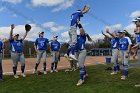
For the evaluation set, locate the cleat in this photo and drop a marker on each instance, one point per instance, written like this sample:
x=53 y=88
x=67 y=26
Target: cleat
x=138 y=85
x=23 y=75
x=35 y=71
x=123 y=77
x=66 y=56
x=51 y=71
x=44 y=72
x=86 y=75
x=73 y=57
x=80 y=82
x=113 y=73
x=16 y=76
x=56 y=70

####################

▸ Directions for this task
Rewrite the entries above with every "cleat" changed to "shoe" and nothing else altered. Leave out the pictures.

▸ Response to this task
For the evaluation set, locate the shoe in this photo and drop a marker on each instance, one point per instance, written like this sample:
x=53 y=88
x=67 y=26
Target: shoe
x=138 y=85
x=23 y=75
x=35 y=71
x=123 y=77
x=66 y=56
x=51 y=71
x=44 y=72
x=86 y=75
x=73 y=57
x=80 y=82
x=113 y=73
x=16 y=76
x=56 y=70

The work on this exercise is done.